#### Exercise prompt:
Return, unchanged, the lines of the data below from the line with "Find every instance of the backpack" up to and including the line with "x=197 y=289".

#### Recorded information:
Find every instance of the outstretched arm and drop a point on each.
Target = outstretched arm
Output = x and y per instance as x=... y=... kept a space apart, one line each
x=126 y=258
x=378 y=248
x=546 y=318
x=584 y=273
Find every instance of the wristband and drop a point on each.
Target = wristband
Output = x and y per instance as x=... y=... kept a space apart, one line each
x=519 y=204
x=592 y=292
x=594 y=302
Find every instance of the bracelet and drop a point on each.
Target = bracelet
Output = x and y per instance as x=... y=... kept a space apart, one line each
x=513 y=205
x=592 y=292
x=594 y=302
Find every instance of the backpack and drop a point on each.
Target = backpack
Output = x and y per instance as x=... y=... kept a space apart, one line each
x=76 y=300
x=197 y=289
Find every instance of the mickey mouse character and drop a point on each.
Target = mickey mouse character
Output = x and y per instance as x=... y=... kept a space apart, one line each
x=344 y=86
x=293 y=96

==

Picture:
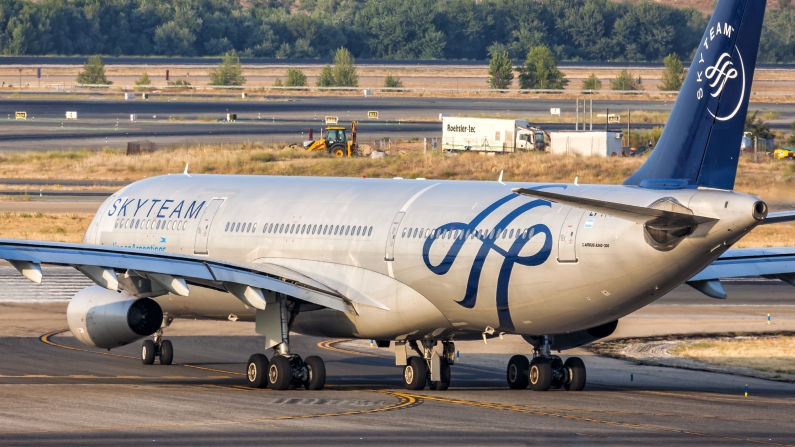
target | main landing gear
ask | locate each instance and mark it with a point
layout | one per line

#### Completed task:
Find every instance of the backpack and drop a point on each.
Target = backpack
Output = x and y per instance as x=... y=... kept a space apart, one line each
x=76 y=300
x=197 y=289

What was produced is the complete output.